WORK TO DO: Copy out each line of the records below verbatim, with no changes.

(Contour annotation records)
-- Start --

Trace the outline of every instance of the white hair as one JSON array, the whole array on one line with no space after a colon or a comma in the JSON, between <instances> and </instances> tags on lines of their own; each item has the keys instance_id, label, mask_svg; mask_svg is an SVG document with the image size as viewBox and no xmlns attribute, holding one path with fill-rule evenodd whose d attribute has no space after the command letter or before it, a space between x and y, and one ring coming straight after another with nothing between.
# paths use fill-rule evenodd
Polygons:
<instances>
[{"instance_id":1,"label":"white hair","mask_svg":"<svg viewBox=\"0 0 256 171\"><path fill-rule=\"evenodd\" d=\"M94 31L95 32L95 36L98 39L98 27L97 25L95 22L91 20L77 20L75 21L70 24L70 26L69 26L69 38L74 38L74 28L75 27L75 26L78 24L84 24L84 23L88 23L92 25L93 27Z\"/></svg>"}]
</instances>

-- End --

IN RESPONSE:
Trace the outline of every instance of the white hair as one JSON array, the whole array on one line with no space after a colon or a comma in the JSON, between <instances> and </instances> tags on lines of their own; each item has the keys instance_id, label, mask_svg; mask_svg is an SVG document with the image size as viewBox and no xmlns attribute, holding one path with fill-rule evenodd whose d attribute has no space after the command letter or before it, a space between x and y, and one ring coming straight after another with nothing between.
# paths use fill-rule evenodd
Polygons:
<instances>
[{"instance_id":1,"label":"white hair","mask_svg":"<svg viewBox=\"0 0 256 171\"><path fill-rule=\"evenodd\" d=\"M94 31L95 32L95 36L98 39L98 27L97 25L95 22L91 20L77 20L75 21L70 24L70 26L69 26L69 38L74 38L74 28L75 27L75 26L78 24L84 24L84 23L88 23L92 25L93 27Z\"/></svg>"}]
</instances>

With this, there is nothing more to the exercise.